WHAT YOU SHOULD DO:
Reproduce the material below line for line, with no changes.

* Begin RECORDS FOR PROCESSING *

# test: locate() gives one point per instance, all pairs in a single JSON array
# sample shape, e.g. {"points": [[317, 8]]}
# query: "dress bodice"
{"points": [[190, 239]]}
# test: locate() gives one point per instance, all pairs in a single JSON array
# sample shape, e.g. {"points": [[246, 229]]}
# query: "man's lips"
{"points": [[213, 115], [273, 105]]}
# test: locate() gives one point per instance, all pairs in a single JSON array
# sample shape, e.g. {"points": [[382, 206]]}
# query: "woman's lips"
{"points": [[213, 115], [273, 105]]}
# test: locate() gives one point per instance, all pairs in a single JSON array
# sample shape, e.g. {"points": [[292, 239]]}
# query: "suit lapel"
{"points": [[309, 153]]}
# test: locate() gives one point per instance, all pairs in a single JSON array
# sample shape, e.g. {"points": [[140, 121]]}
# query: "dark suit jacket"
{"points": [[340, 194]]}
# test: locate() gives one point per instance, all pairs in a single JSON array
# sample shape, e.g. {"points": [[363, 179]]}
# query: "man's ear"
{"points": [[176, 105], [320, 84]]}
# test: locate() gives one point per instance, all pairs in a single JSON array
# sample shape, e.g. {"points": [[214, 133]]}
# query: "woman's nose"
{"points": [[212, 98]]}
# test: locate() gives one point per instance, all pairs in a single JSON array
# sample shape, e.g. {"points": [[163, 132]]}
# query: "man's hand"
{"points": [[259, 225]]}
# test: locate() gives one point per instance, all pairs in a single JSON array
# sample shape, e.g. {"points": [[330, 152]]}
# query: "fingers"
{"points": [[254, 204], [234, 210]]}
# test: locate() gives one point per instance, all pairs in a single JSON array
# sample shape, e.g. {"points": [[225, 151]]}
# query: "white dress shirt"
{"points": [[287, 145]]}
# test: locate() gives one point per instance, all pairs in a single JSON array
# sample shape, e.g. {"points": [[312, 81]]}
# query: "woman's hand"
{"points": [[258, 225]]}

* End RECORDS FOR PROCESSING *

SOLVED PROBLEM:
# test: locate() gives one point per instance, all pairs in a single JSON array
# sample shape, e.g. {"points": [[317, 8]]}
# query: "dress bodice"
{"points": [[190, 239]]}
# test: locate() gives one point per instance, all pairs in a single JSON array
# sample shape, e.g. {"points": [[246, 229]]}
# query: "man's lips"
{"points": [[213, 115], [273, 105]]}
# test: locate() gives one point per instance, all pairs in a single JSON array
# sample shape, e.g. {"points": [[382, 206]]}
# query: "woman's lips"
{"points": [[213, 115], [273, 105]]}
# test: locate() gives one point per instance, all pairs in a single JSON array
# sample shape, e.g. {"points": [[292, 239]]}
# query: "suit lapel"
{"points": [[309, 153]]}
# test: locate() gives one point per instance, all pairs in a single JSON array
# sample shape, e.g. {"points": [[140, 121]]}
# query: "dark suit jacket"
{"points": [[340, 194]]}
# test: locate() gives one point per instance, all pairs in a single JSON array
# sample shape, e.g. {"points": [[363, 179]]}
# query: "man's ear"
{"points": [[176, 105], [320, 84]]}
# test: locate() gives one point per instance, all pairs in a single JSON array
# sample shape, e.g. {"points": [[214, 133]]}
# query: "woman's nose"
{"points": [[212, 98]]}
# test: locate() gives one point per instance, all pairs in a single JSON array
# sample shape, e.g. {"points": [[163, 132]]}
# query: "man's hand"
{"points": [[259, 225]]}
# test: locate() gives one point per instance, all pairs in a single JSON array
# sample shape, e.g. {"points": [[330, 152]]}
# query: "fingers"
{"points": [[254, 204], [234, 210]]}
# test: locate() gives one point per instance, all pairs in a single JSON array
# sample shape, e.g. {"points": [[225, 151]]}
# query: "white dress shirt"
{"points": [[287, 145]]}
# test: locate() gives one point per instance, all pairs in a single JSON array
# sample shape, e.g. {"points": [[312, 81]]}
# query: "woman's hand"
{"points": [[258, 225]]}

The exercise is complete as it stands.